%%

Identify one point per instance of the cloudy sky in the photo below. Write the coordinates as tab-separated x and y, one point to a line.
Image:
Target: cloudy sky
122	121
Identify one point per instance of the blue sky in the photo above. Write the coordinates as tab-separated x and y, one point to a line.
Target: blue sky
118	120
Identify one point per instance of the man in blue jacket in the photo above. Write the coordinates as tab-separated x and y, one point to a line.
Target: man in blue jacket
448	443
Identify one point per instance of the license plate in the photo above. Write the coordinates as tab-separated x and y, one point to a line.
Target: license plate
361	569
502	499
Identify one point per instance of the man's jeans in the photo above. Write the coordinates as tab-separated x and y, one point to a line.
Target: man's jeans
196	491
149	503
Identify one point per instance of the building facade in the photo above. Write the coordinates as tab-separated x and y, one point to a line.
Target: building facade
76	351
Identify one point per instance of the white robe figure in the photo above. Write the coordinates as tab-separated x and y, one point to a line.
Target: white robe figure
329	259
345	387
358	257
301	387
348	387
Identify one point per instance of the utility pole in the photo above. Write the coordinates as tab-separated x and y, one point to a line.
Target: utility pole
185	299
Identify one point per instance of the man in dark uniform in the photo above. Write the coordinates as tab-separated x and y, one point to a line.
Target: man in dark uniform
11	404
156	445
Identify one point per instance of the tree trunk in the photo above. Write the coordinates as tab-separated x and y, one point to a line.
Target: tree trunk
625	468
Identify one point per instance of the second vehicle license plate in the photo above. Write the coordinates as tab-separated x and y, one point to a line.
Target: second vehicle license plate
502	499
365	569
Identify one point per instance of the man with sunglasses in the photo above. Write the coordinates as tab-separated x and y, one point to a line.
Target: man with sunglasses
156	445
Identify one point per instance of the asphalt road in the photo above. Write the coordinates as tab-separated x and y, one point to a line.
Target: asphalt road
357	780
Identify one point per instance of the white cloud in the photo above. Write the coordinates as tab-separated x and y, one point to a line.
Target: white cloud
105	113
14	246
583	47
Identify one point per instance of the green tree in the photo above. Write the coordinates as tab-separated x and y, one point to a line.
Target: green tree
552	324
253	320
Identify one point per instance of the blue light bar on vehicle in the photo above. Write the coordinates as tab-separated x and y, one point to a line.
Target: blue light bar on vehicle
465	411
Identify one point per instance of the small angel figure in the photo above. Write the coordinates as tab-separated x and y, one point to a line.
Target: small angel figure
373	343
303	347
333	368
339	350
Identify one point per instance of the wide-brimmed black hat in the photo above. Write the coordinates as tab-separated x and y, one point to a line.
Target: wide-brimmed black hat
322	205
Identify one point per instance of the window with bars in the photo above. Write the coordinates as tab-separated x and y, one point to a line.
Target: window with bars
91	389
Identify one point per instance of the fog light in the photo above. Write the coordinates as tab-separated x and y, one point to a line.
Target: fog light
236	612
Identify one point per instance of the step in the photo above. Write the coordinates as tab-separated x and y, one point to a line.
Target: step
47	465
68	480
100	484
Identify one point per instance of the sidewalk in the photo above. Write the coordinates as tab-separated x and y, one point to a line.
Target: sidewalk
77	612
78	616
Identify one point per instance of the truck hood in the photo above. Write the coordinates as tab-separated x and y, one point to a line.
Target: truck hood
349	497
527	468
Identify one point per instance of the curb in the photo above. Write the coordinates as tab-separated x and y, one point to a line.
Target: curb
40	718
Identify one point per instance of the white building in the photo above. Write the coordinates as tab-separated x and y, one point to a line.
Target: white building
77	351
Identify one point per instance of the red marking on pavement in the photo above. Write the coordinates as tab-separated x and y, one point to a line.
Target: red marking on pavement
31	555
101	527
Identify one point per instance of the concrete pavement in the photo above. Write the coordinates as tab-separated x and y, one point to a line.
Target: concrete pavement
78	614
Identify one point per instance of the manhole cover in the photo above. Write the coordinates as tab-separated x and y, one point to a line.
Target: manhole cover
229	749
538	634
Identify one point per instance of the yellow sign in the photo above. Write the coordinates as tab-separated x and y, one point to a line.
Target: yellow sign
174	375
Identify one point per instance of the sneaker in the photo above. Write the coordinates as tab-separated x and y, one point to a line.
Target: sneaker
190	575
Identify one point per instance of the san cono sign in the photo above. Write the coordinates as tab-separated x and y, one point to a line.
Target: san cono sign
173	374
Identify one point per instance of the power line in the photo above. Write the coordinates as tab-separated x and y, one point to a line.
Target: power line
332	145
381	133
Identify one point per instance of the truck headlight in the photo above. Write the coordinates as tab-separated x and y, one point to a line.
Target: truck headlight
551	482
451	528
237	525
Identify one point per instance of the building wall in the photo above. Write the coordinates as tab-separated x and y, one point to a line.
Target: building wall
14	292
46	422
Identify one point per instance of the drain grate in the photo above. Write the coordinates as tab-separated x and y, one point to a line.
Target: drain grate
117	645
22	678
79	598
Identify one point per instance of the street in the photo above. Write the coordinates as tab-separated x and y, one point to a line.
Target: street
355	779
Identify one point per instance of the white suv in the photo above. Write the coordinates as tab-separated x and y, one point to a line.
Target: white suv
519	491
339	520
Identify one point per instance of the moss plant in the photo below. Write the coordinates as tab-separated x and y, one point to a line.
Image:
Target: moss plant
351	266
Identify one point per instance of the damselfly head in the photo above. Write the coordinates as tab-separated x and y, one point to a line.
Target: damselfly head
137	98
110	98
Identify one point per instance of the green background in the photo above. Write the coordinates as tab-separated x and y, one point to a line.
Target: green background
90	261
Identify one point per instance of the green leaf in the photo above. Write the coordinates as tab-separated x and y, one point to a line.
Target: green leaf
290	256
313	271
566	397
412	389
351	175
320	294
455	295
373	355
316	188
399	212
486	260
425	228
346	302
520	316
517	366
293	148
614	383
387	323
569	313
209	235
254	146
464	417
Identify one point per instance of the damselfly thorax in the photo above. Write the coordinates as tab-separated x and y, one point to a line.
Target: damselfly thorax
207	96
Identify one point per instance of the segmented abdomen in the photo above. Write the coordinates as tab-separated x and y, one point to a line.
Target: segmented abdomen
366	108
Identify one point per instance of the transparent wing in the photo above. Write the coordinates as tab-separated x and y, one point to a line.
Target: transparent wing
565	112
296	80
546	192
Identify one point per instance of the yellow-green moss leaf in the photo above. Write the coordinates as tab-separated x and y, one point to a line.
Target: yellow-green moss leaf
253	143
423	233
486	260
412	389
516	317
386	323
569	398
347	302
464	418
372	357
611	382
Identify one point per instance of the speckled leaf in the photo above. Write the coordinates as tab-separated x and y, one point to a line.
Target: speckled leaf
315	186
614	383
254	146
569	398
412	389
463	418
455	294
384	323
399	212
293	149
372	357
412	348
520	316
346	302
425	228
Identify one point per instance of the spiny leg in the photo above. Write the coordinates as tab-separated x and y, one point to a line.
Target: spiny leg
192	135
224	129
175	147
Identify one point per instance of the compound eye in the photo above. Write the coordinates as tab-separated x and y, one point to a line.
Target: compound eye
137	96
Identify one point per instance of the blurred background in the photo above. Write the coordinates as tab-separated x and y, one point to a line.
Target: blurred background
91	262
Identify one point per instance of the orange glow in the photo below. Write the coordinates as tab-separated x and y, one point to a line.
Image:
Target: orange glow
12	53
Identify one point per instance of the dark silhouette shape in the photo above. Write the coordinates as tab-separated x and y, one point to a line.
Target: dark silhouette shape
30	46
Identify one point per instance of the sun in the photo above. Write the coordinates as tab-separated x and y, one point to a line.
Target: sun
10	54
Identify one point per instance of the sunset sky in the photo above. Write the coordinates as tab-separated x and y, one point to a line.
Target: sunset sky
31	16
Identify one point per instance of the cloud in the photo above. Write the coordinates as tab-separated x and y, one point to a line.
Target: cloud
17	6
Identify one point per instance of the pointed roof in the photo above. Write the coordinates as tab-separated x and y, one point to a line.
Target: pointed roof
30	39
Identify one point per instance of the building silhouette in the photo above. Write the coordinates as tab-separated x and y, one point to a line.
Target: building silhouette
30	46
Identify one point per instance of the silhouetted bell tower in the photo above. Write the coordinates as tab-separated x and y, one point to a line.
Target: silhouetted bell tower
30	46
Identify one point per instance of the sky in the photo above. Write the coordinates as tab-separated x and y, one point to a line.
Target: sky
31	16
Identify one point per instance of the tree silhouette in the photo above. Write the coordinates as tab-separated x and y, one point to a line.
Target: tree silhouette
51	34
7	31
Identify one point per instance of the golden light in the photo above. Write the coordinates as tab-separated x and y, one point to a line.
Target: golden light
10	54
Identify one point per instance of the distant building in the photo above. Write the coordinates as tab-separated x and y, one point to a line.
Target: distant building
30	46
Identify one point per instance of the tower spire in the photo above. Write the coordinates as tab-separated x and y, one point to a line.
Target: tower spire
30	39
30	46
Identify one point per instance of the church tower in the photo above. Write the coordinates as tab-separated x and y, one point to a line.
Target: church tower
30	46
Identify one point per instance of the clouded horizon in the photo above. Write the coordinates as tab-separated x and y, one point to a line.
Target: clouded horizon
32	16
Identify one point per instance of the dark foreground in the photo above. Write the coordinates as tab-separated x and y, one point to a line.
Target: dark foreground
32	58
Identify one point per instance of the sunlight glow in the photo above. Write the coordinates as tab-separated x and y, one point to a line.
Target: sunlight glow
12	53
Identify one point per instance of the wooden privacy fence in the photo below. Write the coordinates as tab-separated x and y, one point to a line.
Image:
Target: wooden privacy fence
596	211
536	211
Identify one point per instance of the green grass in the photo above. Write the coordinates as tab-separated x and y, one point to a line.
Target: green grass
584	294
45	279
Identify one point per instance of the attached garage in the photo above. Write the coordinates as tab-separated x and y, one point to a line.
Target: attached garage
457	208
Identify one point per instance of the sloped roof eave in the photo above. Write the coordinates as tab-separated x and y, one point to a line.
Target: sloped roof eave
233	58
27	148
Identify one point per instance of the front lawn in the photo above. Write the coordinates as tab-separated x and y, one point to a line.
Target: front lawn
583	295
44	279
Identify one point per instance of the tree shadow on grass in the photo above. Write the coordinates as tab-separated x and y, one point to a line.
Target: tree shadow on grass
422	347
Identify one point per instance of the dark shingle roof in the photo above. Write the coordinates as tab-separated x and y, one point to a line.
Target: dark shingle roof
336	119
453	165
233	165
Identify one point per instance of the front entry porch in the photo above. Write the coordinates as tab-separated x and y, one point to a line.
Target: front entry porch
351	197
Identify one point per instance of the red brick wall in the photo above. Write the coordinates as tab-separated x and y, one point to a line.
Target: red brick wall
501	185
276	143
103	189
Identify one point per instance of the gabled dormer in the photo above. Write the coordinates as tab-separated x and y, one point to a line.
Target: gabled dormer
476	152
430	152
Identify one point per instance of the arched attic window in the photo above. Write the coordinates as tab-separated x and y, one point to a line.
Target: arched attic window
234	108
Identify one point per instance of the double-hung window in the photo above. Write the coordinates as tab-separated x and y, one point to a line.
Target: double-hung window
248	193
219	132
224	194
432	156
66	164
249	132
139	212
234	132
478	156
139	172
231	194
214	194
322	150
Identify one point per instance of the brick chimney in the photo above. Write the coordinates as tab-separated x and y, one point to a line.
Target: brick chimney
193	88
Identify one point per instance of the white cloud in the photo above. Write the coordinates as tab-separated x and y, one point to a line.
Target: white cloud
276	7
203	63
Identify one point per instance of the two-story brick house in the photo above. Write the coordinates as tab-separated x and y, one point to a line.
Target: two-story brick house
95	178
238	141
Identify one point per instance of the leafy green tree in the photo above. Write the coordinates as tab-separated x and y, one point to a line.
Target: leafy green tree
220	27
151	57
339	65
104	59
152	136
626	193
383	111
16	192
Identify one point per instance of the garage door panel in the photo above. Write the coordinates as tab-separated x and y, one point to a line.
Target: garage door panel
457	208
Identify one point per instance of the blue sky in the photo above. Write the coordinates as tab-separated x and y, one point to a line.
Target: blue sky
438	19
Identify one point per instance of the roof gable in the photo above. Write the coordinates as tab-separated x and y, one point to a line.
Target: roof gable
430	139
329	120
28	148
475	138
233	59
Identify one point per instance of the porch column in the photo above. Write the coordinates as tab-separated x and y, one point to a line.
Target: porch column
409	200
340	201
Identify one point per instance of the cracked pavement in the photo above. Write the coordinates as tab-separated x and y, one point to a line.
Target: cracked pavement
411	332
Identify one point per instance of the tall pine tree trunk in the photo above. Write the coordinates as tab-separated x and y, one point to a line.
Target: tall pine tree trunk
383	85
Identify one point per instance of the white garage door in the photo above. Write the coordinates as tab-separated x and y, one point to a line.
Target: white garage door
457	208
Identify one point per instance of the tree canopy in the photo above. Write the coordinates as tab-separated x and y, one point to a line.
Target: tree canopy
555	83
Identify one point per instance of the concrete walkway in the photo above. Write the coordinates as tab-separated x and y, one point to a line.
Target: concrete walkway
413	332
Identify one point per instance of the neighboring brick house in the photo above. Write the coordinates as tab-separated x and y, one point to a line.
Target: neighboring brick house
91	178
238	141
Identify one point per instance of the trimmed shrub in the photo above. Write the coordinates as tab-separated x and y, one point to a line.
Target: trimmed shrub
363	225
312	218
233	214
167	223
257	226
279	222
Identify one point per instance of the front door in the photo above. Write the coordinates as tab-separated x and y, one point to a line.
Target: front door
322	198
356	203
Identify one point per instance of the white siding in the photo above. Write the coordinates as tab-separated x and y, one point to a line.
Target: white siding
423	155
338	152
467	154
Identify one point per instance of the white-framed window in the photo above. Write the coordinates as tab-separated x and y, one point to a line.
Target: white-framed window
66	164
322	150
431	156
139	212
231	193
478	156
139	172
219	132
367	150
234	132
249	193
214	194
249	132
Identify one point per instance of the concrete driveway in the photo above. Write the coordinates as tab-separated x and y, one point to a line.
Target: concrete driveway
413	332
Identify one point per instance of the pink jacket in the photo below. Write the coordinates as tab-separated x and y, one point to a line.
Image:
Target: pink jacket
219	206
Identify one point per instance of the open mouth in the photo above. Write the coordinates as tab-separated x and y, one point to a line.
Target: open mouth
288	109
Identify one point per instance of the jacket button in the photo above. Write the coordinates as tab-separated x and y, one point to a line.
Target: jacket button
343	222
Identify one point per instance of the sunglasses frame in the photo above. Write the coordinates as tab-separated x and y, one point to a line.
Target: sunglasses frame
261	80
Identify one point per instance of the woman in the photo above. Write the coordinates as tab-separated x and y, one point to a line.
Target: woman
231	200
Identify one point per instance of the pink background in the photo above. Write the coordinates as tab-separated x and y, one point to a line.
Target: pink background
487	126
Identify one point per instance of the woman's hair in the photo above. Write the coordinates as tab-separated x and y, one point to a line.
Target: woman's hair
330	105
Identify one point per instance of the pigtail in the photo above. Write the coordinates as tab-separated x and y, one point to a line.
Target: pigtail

%%

Starting from the line containing "Identify one point per instance of the white-framed" and ending with the final line of the data, reproduce each line exactly as it appears, including no other lines.

_Solution to this task_.
Identify one point per instance of the white-framed window in the photo above. Write the coordinates as tab-separated x and y, one point to a line.
Target: white-framed window
66	164
322	150
431	156
139	212
231	193
478	156
139	172
219	132
367	150
234	132
249	193
214	194
249	132
Identify one point per instance of the concrete driveway in the photo above. Write the coordinates as tab-separated x and y, one point to a line.
Target: concrete driveway
413	332
Identify one point per instance of the pink jacket in the photo below. Write the coordinates as tab-separated x and y, one point to a line.
Image:
Target: pink jacket
219	206
Identify one point per instance of the open mouth in the photo above. Write the coordinates as tab-separated x and y, one point to a line.
Target: open mouth
288	109
Identify one point per instance of the jacket button in the photo above. Write the coordinates as tab-separated x and y, one point to a line.
Target: jacket button
343	222
Identify one point per instance of the sunglasses frame in the photo above. Write the coordinates as tab-separated x and y, one point to a line.
Target: sunglasses frame
261	80
Identify one point per instance of the woman in the photo above. Write the coordinates as tab-separated x and y, one point to a line.
Target: woman
231	200
Identify one point per instance of the pink background in the photo above. Write the coordinates as tab-separated x and y, one point to a line.
Target: pink background
487	126
Identify one point per instance of the woman's hair in the photo above. Write the coordinates as tab-separated x and y, one point to a line.
Target: woman's hair
330	105
Identify one point per instance of the pigtail in the photo above. Write the coordinates as tab-separated x and y, one point to a line.
Target: pigtail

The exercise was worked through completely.